** start of Data for this task **

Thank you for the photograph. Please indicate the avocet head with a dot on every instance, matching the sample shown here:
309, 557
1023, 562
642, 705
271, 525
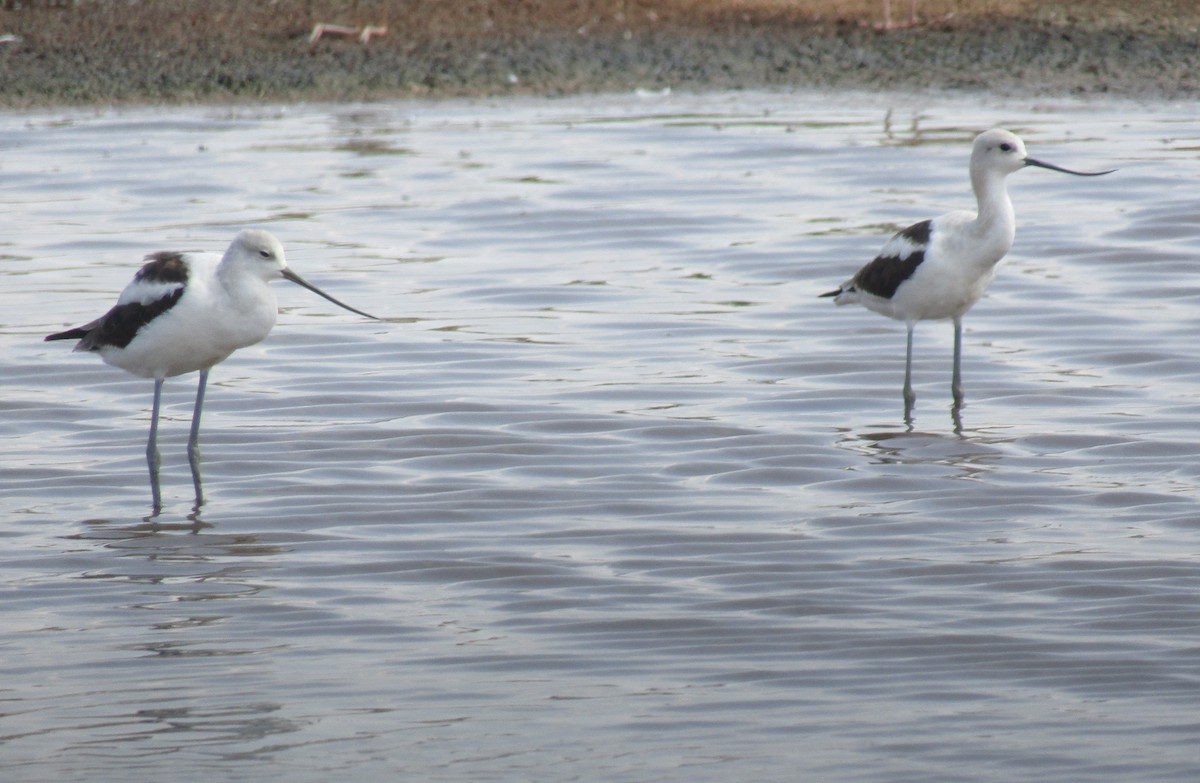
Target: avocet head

** end of Data for this task **

◆ Directions for this task
Write out the whole listing above line for line, leaving out the picture.

◆ Correct output
Thank you for the photograph. Please indicate the avocet head with a dot on every instance, matching the sample shown here:
309, 557
1023, 562
642, 705
271, 525
Target: avocet head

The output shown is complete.